_Exercise requirements:_
Format the lines below as a Markdown table with the columns Row and Line, giving each line its own numbered row. Skip blank lines and leave the pictures out.

_Record list:_
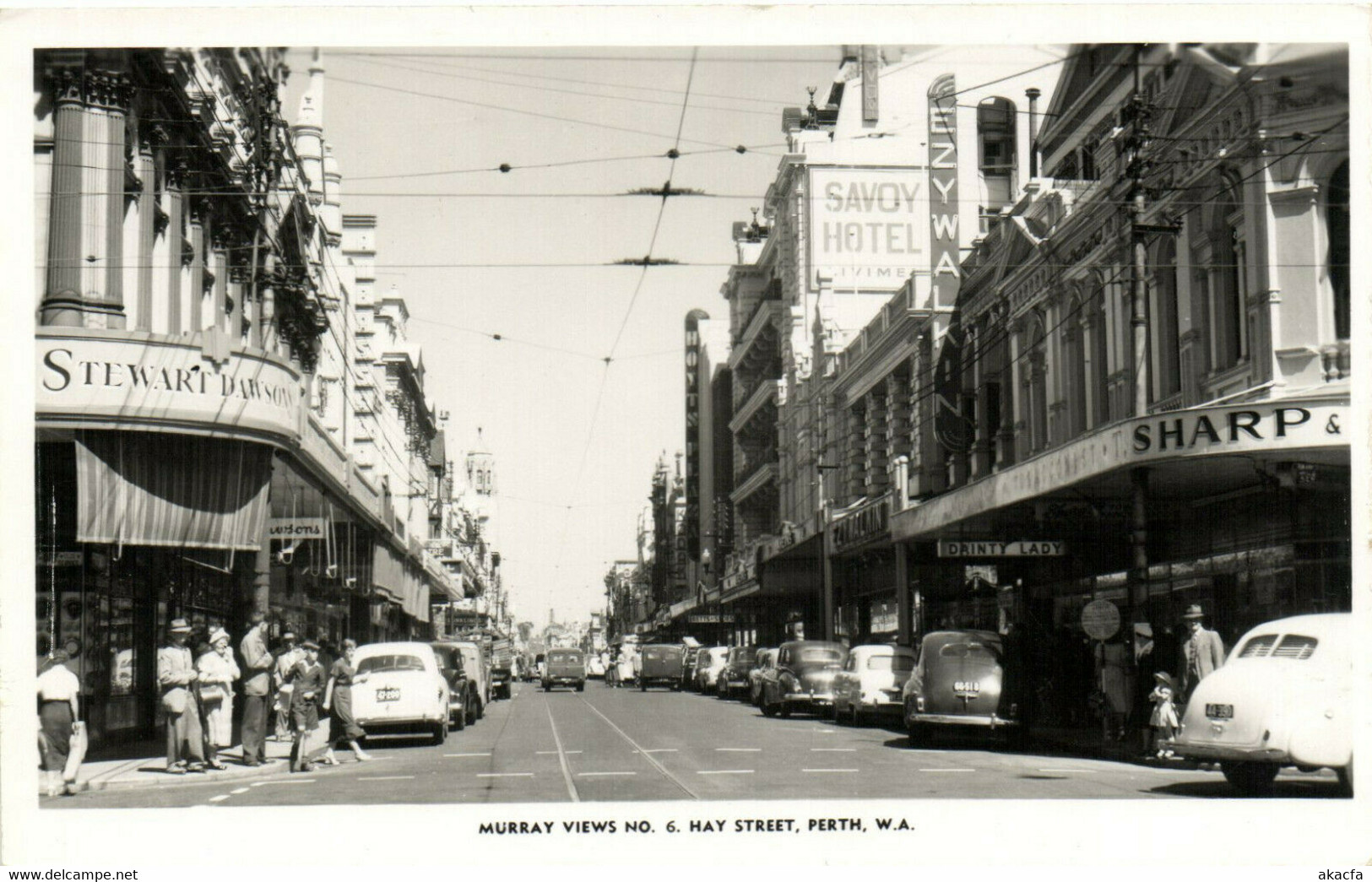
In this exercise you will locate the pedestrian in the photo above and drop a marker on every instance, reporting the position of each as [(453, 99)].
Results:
[(217, 673), (1202, 652), (59, 712), (1163, 719), (306, 679), (257, 684), (338, 701), (285, 657), (176, 679)]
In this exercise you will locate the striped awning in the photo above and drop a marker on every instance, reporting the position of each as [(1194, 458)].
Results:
[(158, 489)]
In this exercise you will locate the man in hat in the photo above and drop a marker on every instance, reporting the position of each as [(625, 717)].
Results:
[(257, 688), (1202, 652), (176, 675)]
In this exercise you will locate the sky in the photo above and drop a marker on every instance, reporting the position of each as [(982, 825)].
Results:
[(420, 133)]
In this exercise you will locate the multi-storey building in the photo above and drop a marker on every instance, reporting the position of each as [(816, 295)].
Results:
[(193, 447)]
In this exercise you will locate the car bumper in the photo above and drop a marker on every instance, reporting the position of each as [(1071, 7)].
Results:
[(957, 719)]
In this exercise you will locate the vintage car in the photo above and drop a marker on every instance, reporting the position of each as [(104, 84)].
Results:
[(957, 684), (733, 680), (566, 667), (870, 682), (763, 662), (458, 684), (803, 678), (478, 690), (660, 664), (399, 689), (1284, 697), (711, 663)]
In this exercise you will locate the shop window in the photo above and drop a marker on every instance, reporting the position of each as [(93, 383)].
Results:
[(1337, 217), (996, 151), (1163, 331)]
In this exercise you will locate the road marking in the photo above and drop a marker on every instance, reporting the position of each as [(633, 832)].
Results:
[(636, 745), (561, 757)]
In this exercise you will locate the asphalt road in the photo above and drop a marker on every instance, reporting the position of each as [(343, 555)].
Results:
[(623, 745)]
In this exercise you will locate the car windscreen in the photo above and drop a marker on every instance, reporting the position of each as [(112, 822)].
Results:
[(891, 663), (377, 664), (814, 655), (969, 651)]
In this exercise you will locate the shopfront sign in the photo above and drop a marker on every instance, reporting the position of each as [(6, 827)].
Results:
[(100, 376), (869, 226), (863, 526), (950, 548)]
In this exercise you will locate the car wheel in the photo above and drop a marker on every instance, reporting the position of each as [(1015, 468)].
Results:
[(1250, 778)]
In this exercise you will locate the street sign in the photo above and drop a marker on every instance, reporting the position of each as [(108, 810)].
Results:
[(1101, 620)]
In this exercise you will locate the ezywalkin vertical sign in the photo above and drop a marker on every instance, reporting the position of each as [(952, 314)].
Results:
[(943, 191)]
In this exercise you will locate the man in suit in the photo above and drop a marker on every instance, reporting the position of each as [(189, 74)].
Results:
[(257, 689), (176, 679), (1201, 653)]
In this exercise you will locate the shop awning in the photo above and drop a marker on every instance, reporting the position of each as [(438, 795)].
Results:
[(158, 489)]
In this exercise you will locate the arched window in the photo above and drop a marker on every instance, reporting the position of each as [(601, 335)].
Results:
[(1163, 329), (996, 151), (1337, 214)]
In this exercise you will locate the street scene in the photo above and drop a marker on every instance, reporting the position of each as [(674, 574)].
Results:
[(427, 425)]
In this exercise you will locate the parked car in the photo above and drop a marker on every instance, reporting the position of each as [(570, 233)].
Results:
[(474, 702), (958, 682), (1284, 697), (566, 667), (803, 679), (399, 689), (458, 684), (708, 667), (870, 682), (763, 662), (660, 664), (733, 679)]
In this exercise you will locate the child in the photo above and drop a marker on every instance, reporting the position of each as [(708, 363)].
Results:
[(1163, 719)]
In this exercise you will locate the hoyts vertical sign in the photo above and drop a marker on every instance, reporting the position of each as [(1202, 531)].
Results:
[(691, 516), (943, 190)]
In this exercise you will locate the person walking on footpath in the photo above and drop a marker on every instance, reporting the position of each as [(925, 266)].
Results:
[(1202, 652), (1163, 719), (177, 678), (257, 684), (306, 679), (59, 710), (338, 701), (285, 658), (215, 693)]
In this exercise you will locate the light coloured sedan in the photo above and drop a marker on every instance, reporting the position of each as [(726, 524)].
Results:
[(869, 684), (1284, 697)]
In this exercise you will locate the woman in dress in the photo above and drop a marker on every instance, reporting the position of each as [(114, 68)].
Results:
[(338, 701), (217, 673), (58, 712)]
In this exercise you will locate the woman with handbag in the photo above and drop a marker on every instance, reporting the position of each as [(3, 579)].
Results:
[(58, 713), (215, 684)]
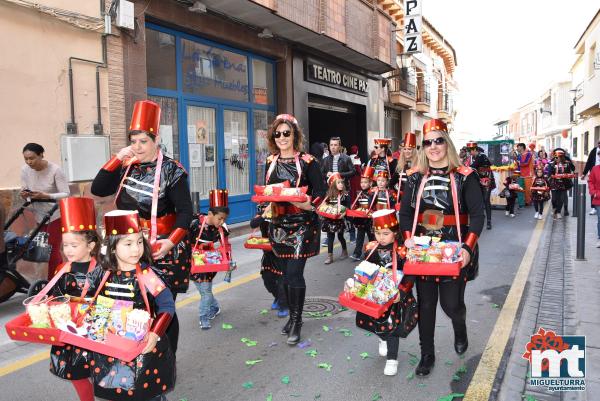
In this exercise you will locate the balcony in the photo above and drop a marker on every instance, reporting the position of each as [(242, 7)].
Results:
[(402, 90)]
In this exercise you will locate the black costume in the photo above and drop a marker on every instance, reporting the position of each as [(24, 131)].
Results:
[(174, 212), (437, 199), (70, 362), (148, 375)]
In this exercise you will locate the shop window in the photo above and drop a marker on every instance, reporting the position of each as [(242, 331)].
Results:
[(161, 67), (262, 80), (261, 120), (169, 130), (210, 71)]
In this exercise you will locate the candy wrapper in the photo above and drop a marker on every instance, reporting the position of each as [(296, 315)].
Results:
[(137, 325)]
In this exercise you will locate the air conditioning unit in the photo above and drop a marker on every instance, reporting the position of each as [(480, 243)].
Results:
[(83, 156)]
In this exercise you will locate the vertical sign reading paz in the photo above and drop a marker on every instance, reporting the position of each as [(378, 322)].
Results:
[(413, 41)]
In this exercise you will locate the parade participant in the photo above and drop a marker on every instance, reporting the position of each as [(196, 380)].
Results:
[(380, 251), (80, 244), (440, 180), (210, 228), (126, 274), (556, 169), (525, 162), (407, 159), (144, 179), (481, 164), (41, 179), (336, 196), (539, 196), (383, 159), (363, 225), (270, 272), (295, 230)]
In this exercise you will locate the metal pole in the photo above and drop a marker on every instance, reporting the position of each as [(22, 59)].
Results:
[(581, 222), (575, 197)]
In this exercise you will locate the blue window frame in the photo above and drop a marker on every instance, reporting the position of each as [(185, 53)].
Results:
[(242, 208)]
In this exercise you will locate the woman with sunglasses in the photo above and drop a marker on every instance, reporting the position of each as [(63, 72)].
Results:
[(445, 180), (295, 230)]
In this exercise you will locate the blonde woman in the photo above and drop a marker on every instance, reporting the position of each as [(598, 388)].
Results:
[(445, 179)]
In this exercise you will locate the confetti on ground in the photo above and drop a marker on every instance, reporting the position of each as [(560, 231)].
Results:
[(451, 397), (345, 332), (312, 353), (325, 366), (249, 342)]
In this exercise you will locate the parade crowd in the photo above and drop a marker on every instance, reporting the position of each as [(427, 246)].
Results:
[(148, 249)]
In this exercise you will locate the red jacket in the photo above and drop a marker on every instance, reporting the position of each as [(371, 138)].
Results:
[(594, 184)]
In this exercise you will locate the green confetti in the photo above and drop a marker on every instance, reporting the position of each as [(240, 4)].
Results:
[(312, 353), (451, 397), (248, 342), (325, 366)]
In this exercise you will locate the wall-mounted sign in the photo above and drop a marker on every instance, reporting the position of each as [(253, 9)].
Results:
[(413, 25), (335, 77)]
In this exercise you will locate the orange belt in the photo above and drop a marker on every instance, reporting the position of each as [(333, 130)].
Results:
[(164, 224), (449, 219)]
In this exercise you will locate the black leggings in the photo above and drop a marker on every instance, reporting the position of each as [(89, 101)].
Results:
[(293, 272), (539, 206), (331, 237), (452, 300)]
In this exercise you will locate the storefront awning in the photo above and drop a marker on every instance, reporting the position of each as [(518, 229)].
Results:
[(261, 17)]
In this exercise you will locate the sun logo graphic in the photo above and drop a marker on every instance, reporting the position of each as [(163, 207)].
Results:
[(557, 362)]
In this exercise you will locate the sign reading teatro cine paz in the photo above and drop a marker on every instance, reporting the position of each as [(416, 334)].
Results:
[(332, 76), (413, 20)]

_Completed exercise:_
| Row | Line |
|---|---|
| 1 | In this exercise you will locate the pedestrian in the photo above and drop a marker on every instance, reporting the position of each as [(453, 99)]. |
| 2 | Results: |
| 3 | [(217, 673), (1202, 652), (59, 712), (1163, 719), (306, 679), (257, 684), (338, 701), (285, 657), (176, 679)] |
| 4 | In this exercise you will locate the striped awning in the photo above and drop a marker on every instance, reporting the position of each as [(1194, 458)]. |
| 5 | Results: |
| 6 | [(158, 489)] |
| 7 | In this exercise you will locate the man in hat in the photo above and drop a marker on every instance, reporting the position of each as [(625, 717)]. |
| 8 | Results: |
| 9 | [(257, 688), (1202, 652), (176, 675)] |
| 10 | In this exercise you will locate the sky in the photo above and drop a marker on every instance, reporting the position of each as [(982, 825)]. |
| 11 | Results: |
| 12 | [(420, 133)] |
| 13 | In this exercise you will locate the multi-storey building in the photo above and drop a marker on every instance, reporting the position of each as [(816, 295)]. |
| 14 | Results: |
| 15 | [(193, 447)] |
| 16 | In this exercise you will locate the car bumper in the photo above and drop a marker on every instance, reporting the position of each as [(1071, 7)]. |
| 17 | Results: |
| 18 | [(957, 719)] |
| 19 | In this exercise you will locate the vintage car in the photo above and drop a marker on every instance, reporting the position of each as [(104, 84)]. |
| 20 | Results: |
| 21 | [(957, 684), (733, 680), (566, 667), (870, 682), (763, 662), (458, 684), (803, 678), (478, 690), (660, 664), (399, 689), (1284, 697), (711, 663)] |
| 22 | In this exercise you will locate the shop window in the photo above and drop a marker on every instance, reporting the position of each as [(93, 383)]. |
| 23 | Results: |
| 24 | [(1337, 217), (996, 151), (1163, 331)] |
| 25 | In this exercise you will locate the road marking in the photo above and drop a marker on every instance, reporting the position of each as [(633, 832)]. |
| 26 | Results: |
| 27 | [(636, 745), (561, 757)] |
| 28 | In this exercise you will locate the asphalt road in the photo above and drop a marker on every instance, reporting the position of each as [(343, 555)]. |
| 29 | Results: |
| 30 | [(623, 745)] |
| 31 | In this exercise you will locate the car windscreen in the photo above and drop a marker on every instance, reporting the position of each as [(112, 822)]. |
| 32 | Results: |
| 33 | [(891, 663), (377, 664), (814, 655), (969, 651)] |
| 34 | In this exercise you will locate the shopfront sign in the photo above and drop a marker on every instance, reporting the position of each as [(6, 827)]. |
| 35 | Results: |
| 36 | [(100, 376), (869, 226), (863, 526), (950, 548)] |
| 37 | In this exercise you will locate the car wheel in the photo above and drop a marker on every instance, reporting the position of each as [(1015, 468)]. |
| 38 | Results: |
| 39 | [(1250, 778)] |
| 40 | In this exercise you will locate the street sign in the photo above and drop a marker on every instance, reporting the position of each as [(108, 810)]. |
| 41 | Results: |
| 42 | [(1101, 620)] |
| 43 | In this exercise you will locate the ezywalkin vertical sign in the photo above and drop a marker on every instance, reporting the position of each as [(952, 314)]. |
| 44 | Results: |
| 45 | [(943, 191)] |
| 46 | In this exercise you will locate the man in suit in the photo above and drop a marker on every instance, reporting the position of each as [(189, 74)]. |
| 47 | Results: |
| 48 | [(257, 689), (176, 679), (1201, 653)] |
| 49 | In this exercise you will locate the shop awning in the photo above and drop a marker on every instance, reporting the position of each as [(438, 795)]. |
| 50 | Results: |
| 51 | [(158, 489)] |
| 52 | In this exercise you will locate the arched window in the photo above and drop a marker on every instance, reporting the position of each as [(601, 335)]. |
| 53 | Results: |
| 54 | [(1163, 329), (996, 151), (1337, 214)] |
| 55 | In this exercise you will locate the street scene in the photo above and drop a marker on every instance, reporting the position of each as [(674, 574)]. |
| 56 | Results: |
| 57 | [(427, 425)] |
| 58 | In this exercise you will locate the parked car in the photo above and drop a marker on every instance, reporting the position of each as [(570, 233)]. |
| 59 | Results: |
| 60 | [(474, 702), (958, 682), (1284, 697), (566, 667), (803, 679), (399, 689), (458, 684), (708, 667), (870, 682), (763, 662), (660, 664), (733, 679)] |
| 61 | In this exercise you will locate the child in the photo above and drop a marker on every instance, reporting the position of each as [(708, 363)]. |
| 62 | Results: |
| 63 | [(1163, 719)] |
| 64 | In this exercise you will locate the hoyts vertical sign in the photo above and drop a marker on every instance, reporting the position of each as [(1202, 531)]. |
| 65 | Results: |
| 66 | [(691, 516), (943, 190)] |
| 67 | In this exercise you will locate the person walking on footpath in the photo above and drop a marker on every instance, reporting the position of each as [(925, 266)]. |
| 68 | Results: |
| 69 | [(1202, 652), (1163, 719), (177, 678), (257, 684), (306, 679), (59, 710), (338, 701), (285, 658), (215, 693)] |
| 70 | In this exercise you will locate the light coloured sedan in the photo above and drop a marker on every instance, reporting the position of each as [(726, 524)]. |
| 71 | Results: |
| 72 | [(869, 684), (1284, 697)] |
| 73 | In this exercise you will locate the woman in dress in the photo above and drop a marker on every instance, reporting the position of each as [(114, 68)]. |
| 74 | Results: |
| 75 | [(338, 701), (217, 673), (58, 712)] |
| 76 | In this exercise you will locate the woman with handbag in the photo above and drop a marker on every instance, reporting the position of each as [(3, 579)]. |
| 77 | Results: |
| 78 | [(58, 713), (215, 684)] |
| 79 | In this exercise you will locate the balcony in the photo above and drop a marker on every instance, reporting the position of each as [(242, 7)]. |
| 80 | Results: |
| 81 | [(402, 90)] |
| 82 | In this exercise you will locate the black costume in the photo above and drop a marker on every instance, reporting the position of each as [(24, 131)]. |
| 83 | Results: |
| 84 | [(174, 212), (437, 199), (70, 362), (148, 375)] |
| 85 | In this exercise you will locate the shop window in the photo above and drop a marker on every instance, reporting the position of each as [(242, 331)]. |
| 86 | Results: |
| 87 | [(161, 67), (262, 80), (261, 120), (169, 130), (210, 71)] |
| 88 | In this exercise you will locate the candy wrapper in the photo above and drop a marker on every instance, reporting the position of each as [(296, 315)]. |
| 89 | Results: |
| 90 | [(137, 325)] |
| 91 | In this exercise you will locate the air conditioning unit in the photo above and drop a marker on every instance, reporting the position of each as [(480, 243)]. |
| 92 | Results: |
| 93 | [(83, 156)] |
| 94 | In this exercise you will locate the vertical sign reading paz in the photo above and drop a marker on every instance, reporting the position of each as [(378, 322)]. |
| 95 | Results: |
| 96 | [(413, 41)] |
| 97 | In this exercise you will locate the parade participant in the photo above and drop a marker on every instance, reporting the position of each as [(196, 380)]. |
| 98 | Results: |
| 99 | [(380, 251), (80, 244), (440, 180), (210, 228), (126, 274), (556, 169), (525, 162), (407, 159), (144, 179), (481, 164), (41, 179), (336, 196), (539, 196), (383, 159), (363, 225), (270, 272), (295, 230)] |
| 100 | In this exercise you will locate the metal pole in the photo above and drop a marker on every instance, reporting the position of each as [(22, 59)]. |
| 101 | Results: |
| 102 | [(581, 222), (575, 197)] |
| 103 | In this exercise you will locate the blue window frame in the photo above and drop a marker on every instance, reporting the position of each as [(185, 53)]. |
| 104 | Results: |
| 105 | [(242, 208)] |
| 106 | In this exercise you will locate the woman with sunglasses in the photo above and drop a marker on every instance, reporting the position of each as [(63, 72)]. |
| 107 | Results: |
| 108 | [(445, 180), (295, 230)] |
| 109 | In this exercise you will locate the blonde woman in the photo above and drop a marker on every instance, reporting the position of each as [(598, 388)]. |
| 110 | Results: |
| 111 | [(445, 179)] |
| 112 | In this exercise you will locate the confetti on ground in the photo above and drop a marker on every instance, reporting the position of each as [(560, 231)]. |
| 113 | Results: |
| 114 | [(451, 397), (345, 332), (312, 353), (325, 366), (249, 342)] |
| 115 | In this exercise you will locate the parade crowd in the photo above and drop a marker on every instance, reporting the position of each as [(427, 246)]. |
| 116 | Results: |
| 117 | [(148, 249)] |
| 118 | In this exercise you will locate the red jacket in the photo above and drop a marker on every instance, reporting the position of each as [(371, 138)]. |
| 119 | Results: |
| 120 | [(594, 184)] |
| 121 | In this exercise you will locate the green confetti in the photo above and drop a marker on every instance, reporting the position of each as [(240, 4)]. |
| 122 | Results: |
| 123 | [(312, 353), (451, 397), (248, 342), (325, 366)] |
| 124 | In this exercise you will locate the wall-mounted sign in the photo above and drop a marker on every instance, reporting the position of each as [(253, 9)]. |
| 125 | Results: |
| 126 | [(413, 25), (335, 77)] |
| 127 | In this exercise you will locate the orange belt in the photo above and drop a marker on every instance, reporting the position of each as [(333, 130)]. |
| 128 | Results: |
| 129 | [(164, 224), (449, 219)] |
| 130 | In this exercise you will locate the black leggings in the photo above and drop a marker on every instance, reporting the position of each as [(89, 101)]. |
| 131 | Results: |
| 132 | [(293, 272), (539, 206), (331, 237), (452, 300)] |
| 133 | In this exercise you will locate the storefront awning in the photo above and drop a marker on every instance, reporting the position of each as [(518, 229)]. |
| 134 | Results: |
| 135 | [(261, 17)] |
| 136 | In this exercise you will locate the sun logo graphic in the photo above and drop a marker on every instance, reporting the position of each as [(163, 207)]. |
| 137 | Results: |
| 138 | [(557, 362)] |
| 139 | In this exercise you will locate the sign reading teatro cine paz in the photo above and drop a marker on every instance, reporting the position of each as [(416, 334)]. |
| 140 | Results: |
| 141 | [(332, 76), (413, 20)] |